Exercise prompt => Your reply should be the complete data, reproduced exactly.

Dataset entries:
Segment Open

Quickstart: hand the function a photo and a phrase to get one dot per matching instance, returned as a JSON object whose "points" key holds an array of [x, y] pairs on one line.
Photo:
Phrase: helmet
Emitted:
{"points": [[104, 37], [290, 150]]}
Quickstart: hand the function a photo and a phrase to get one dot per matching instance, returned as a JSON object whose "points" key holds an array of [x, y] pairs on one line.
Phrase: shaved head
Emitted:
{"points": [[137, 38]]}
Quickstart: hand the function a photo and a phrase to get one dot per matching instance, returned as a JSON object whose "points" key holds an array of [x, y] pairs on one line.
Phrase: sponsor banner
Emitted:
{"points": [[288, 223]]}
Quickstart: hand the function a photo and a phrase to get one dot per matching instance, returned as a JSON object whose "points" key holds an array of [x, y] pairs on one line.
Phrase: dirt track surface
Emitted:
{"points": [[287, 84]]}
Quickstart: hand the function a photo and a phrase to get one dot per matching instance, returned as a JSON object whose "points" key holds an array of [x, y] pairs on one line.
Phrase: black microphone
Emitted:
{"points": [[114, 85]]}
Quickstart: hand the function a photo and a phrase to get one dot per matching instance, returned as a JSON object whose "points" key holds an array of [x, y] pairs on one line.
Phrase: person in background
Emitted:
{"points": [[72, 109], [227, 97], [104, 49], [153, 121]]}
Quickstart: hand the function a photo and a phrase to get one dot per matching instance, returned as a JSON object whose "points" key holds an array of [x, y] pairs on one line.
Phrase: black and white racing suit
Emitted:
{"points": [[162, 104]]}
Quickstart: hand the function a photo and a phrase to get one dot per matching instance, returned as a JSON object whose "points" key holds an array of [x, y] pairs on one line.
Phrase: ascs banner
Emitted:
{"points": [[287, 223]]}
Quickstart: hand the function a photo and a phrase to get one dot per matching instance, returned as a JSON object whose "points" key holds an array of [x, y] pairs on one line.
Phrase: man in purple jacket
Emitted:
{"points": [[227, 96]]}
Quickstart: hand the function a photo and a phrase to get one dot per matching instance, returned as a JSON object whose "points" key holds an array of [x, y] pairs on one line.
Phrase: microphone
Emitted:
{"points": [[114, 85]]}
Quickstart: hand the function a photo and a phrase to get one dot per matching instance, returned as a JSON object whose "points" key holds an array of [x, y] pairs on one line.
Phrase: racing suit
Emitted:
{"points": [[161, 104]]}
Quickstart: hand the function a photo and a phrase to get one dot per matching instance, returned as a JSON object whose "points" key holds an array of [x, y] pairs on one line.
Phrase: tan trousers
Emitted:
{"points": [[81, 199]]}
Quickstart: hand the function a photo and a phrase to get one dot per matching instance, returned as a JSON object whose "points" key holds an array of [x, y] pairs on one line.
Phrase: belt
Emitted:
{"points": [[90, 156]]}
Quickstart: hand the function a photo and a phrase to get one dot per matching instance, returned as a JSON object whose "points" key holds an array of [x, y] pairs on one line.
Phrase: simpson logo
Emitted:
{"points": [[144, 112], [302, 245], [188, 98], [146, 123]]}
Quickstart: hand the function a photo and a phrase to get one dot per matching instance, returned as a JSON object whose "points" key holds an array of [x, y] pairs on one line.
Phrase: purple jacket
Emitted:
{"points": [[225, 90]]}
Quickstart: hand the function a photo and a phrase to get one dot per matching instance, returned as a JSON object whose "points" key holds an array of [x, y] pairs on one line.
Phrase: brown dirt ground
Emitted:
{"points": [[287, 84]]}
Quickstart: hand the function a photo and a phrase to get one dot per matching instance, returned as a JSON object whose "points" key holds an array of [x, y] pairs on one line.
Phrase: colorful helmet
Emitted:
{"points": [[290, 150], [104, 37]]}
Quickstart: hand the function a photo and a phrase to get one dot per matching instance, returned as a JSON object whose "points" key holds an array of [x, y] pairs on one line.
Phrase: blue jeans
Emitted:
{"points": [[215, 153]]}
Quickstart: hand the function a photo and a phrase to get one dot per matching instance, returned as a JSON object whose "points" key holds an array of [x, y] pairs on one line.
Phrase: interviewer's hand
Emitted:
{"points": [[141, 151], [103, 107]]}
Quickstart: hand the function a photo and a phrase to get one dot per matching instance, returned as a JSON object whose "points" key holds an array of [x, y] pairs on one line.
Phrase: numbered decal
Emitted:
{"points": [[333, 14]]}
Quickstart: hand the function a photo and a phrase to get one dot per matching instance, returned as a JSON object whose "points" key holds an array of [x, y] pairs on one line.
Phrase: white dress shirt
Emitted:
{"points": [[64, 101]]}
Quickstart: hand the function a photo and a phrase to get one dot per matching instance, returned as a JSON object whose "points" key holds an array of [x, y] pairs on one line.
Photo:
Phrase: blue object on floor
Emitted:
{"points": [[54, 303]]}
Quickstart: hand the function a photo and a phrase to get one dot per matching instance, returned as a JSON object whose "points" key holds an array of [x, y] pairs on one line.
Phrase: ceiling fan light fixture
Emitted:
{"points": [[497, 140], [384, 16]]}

Segment Closed

Exercise result =>
Quickstart: hand the function a photo and a phrase to get one dot per matching instance, returned as a JSON object whose "points" key holds an array of [x, y] pairs on one line.
Photo:
Phrase: helmet
Emitted:
{"points": [[104, 37], [290, 150]]}
Quickstart: hand the function a photo and a phrase to get one dot per matching instance, returned as a JSON object whose "points" key holds an array of [x, y] pairs on one line.
Phrase: shaved head
Emitted:
{"points": [[137, 38]]}
Quickstart: hand the function a photo and a phrase to get one dot per matching instance, returned as a JSON object whose "points" key holds an array of [x, y] pairs on one line.
Phrase: sponsor banner
Emitted:
{"points": [[288, 223]]}
Quickstart: hand the function a photo and a phrase to get one dot per matching instance, returned as a JSON object whose "points" key holds an array of [x, y] pairs on one line.
Phrase: dirt track surface
Emitted:
{"points": [[287, 84]]}
Quickstart: hand the function a photo and a phrase to get one dot per matching instance, returned as a JSON object whose "points" key holds an array of [x, y] pairs on one line.
Phrase: black microphone
Emitted:
{"points": [[114, 85]]}
Quickstart: hand the function a photo and a phrase to get one dot per matching instance, returned as a JSON object whose "points" key holds an array of [x, y] pairs on one line.
Phrase: person in background
Emitted:
{"points": [[72, 109], [227, 97], [104, 49], [153, 121]]}
Quickstart: hand the function a photo and a phrase to get one dot per matching instance, returned as a JSON object whose "points" key holds an array of [x, y] pairs on one line.
Phrase: black and white racing suit
Emitted:
{"points": [[162, 104]]}
Quickstart: hand the function a photo and a phrase to get one dot per matching instance, returned as a JSON object whose "points" key holds an array of [x, y] pairs on one line.
Phrase: ascs banner
Emitted:
{"points": [[287, 223]]}
Quickstart: hand the function a photo and a phrase to get one dot per matching instance, returned as a JSON object whose "points" key holds an array of [x, y] pairs on one line.
Phrase: man in purple jacket
Emitted:
{"points": [[227, 96]]}
Quickstart: hand the function a photo and a phrase to get one dot per matching instance, returned as a JSON object whose "points" key holds an array of [x, y] pairs on one line.
Phrase: microphone
Emitted:
{"points": [[114, 85]]}
Quickstart: hand the function a photo and a phrase to get one dot per matching instance, returned as a JSON object whose "points" key holds an array of [x, y] pairs on one line.
Phrase: racing suit
Emitted:
{"points": [[161, 104]]}
Quickstart: hand the function a photo and a phrase to get one dot per matching instance, returned as a JSON object whose "points" key holds an array of [x, y] pairs on one line.
Phrase: tan trousers
Emitted:
{"points": [[81, 199]]}
Quickstart: hand the function a photo and a phrase to get one dot per matching instance, returned as a JSON object whose "points" key holds an array of [x, y] pairs on one line.
Phrase: belt
Emitted:
{"points": [[90, 156]]}
Quickstart: hand the function a photo and a phrase to get one dot per matching instance, returned as a JSON object whose "points" key holds an array of [x, y] pairs on one line.
Phrase: simpson logo
Emitted:
{"points": [[144, 112], [302, 245], [188, 98], [146, 123]]}
Quickstart: hand the function a photo and a phrase to get one dot per matching instance, returned as a JSON object whose "points" key holds an array of [x, y] pairs on one line.
Phrase: purple jacket
Emitted:
{"points": [[225, 90]]}
Quickstart: hand the function a photo and a phrase to get one dot per matching instance, returned as a JSON object whose "points" key holds an array of [x, y] pairs on one line.
Phrase: brown dirt ground
Emitted:
{"points": [[287, 84]]}
Quickstart: hand the function a photo and a phrase to get one dot per matching instance, returned as a JSON object whose "points" key holds an array of [x, y] pairs on one line.
Phrase: colorful helmet
Emitted:
{"points": [[290, 150], [104, 37]]}
Quickstart: hand the function a photo and a phrase to get one dot per matching instance, returned as a JSON object whose "points" key holds an array of [x, y] pairs on one line.
Phrase: blue jeans
Emitted:
{"points": [[215, 153]]}
Quickstart: hand the function a photo and a phrase to get one dot per matching instance, returned as a JSON object whose "points" key holds an array of [x, y] pairs on one line.
Phrase: interviewer's hand
Emitted:
{"points": [[141, 151], [103, 107]]}
Quickstart: hand the function a photo and a phrase to get one dot per matching instance, returned as a JSON object whose "points" key holds an array of [x, y] pairs on one line.
Phrase: numbered decal
Emitted:
{"points": [[333, 14]]}
Quickstart: hand the function a photo and a phrase to get one dot per matching instance, returned as a JSON object whose "points" key holds an array of [x, y] pairs on one line.
Phrase: white dress shirt
Emitted:
{"points": [[64, 101]]}
Quickstart: hand the function a photo and a phrase to get one dot per matching instance, returned as a JSON object whose "points" key holds an array of [x, y] pairs on one line.
Photo:
Phrase: blue object on floor
Emitted:
{"points": [[54, 303]]}
Quickstart: hand the function a photo and a phrase to get one dot per matching instance, returned as a JSON object whose "points" key holds an array of [x, y] pairs on one line.
Phrase: ceiling fan light fixture
Emitted:
{"points": [[497, 140], [384, 16]]}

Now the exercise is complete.